» Work request:
In the cybersecurity text below, rewrite the paragraph beginning "As more functionality is demanded of control systems" as a short bulleted list that keeps its main facts.

» Reading text:
━━━━━━━━━━

The path to cybersecurity
By William Aja
Cybersecurity is a big challenge for modern manufacturers. At an ISA conference a few years ago, I heard a panel discussion where an expert was asked why we did not see more cyberattacks on manufacturers. The expert responded, “hackers probably don’t know where to look; most people don’t even know what a PLC is.”
Although there is some truth to this, another reason is that, until recently, automation infrastructure was safe by design. Cyberattacks rely on a lot of factors for success, but they penetrate defenses through an attack surface. An attack surface is a place where an attack is capable of penetrating and infecting. Imagine your plant like a house, and cyberattacks are burglars trying to get in. Windows, doors, and garages represent attack surfaces that need to be defended.
Traditionally, control systems had very few attack surfaces due to their network design. Computers and server infrastructures sat segregated behind firewalls, and connected devices and input/output (I/O) networks were shielded from attack.
As more functionality is demanded of control systems, this architecture has evolved, introducing new functionality, but also increasing attack surfaces. In some cases, this increase is obvious, in the form of expanding computer and server infrastructures, applications that require enterprise connectivity, and unmanaged laptops used for troubleshooting and code changes. In some cases, the attack surface grows in ways that are not immediately obvious, in the form of smart coffeemakers, Industrial Internet of Things (IIoT) devices residing at the I/O layer, security cameras, and telemetry devices. Although the main control network may sit behind a firewall, these devices often have their own connection to the enterprise network.

━━━━━━━━━━

Source records:
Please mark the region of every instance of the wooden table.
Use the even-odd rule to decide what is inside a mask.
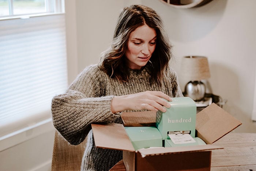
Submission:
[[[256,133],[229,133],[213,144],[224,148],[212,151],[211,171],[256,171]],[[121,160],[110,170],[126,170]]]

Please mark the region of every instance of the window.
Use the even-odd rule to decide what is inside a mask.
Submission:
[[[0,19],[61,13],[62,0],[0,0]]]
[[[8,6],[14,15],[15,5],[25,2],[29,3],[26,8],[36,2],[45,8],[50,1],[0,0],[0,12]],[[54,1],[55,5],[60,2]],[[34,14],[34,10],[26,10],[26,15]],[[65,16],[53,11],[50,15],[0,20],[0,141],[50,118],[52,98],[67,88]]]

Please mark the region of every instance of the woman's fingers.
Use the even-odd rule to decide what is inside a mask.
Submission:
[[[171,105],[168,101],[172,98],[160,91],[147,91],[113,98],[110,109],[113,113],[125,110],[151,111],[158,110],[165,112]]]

━━━━━━━━━━

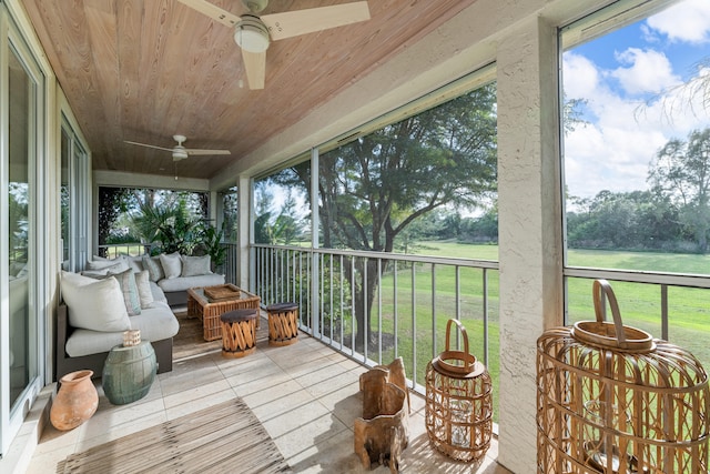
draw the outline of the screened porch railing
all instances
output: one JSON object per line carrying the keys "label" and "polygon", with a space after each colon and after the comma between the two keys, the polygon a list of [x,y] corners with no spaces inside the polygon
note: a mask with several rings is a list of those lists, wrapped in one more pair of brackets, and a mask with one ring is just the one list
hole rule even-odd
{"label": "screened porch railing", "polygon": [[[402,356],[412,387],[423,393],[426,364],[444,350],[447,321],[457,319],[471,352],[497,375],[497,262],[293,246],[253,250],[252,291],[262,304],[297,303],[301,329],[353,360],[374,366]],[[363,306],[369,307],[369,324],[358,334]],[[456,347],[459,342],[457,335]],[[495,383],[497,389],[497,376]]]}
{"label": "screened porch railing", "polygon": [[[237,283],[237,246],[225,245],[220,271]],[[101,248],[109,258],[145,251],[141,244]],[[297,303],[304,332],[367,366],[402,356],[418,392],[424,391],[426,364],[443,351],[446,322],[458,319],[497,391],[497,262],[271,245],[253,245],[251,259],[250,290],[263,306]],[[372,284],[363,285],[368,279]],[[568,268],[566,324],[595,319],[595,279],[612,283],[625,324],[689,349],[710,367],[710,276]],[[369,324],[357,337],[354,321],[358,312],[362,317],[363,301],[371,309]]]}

━━━━━━━━━━

» Task output:
- Demand for more functionality has changed control-system architecture, adding new functions but also increasing attack surfaces.
- Some of this growth is obvious: expanding computer and server infrastructures, applications that require enterprise connectivity, and unmanaged laptops used for troubleshooting and code changes.
- Some is not immediately obvious: smart coffeemakers, Industrial Internet of Things (IIoT) devices at the I/O layer, security cameras, and telemetry devices.
- The main control network may sit behind a firewall, but these devices often have their own connection to the enterprise network.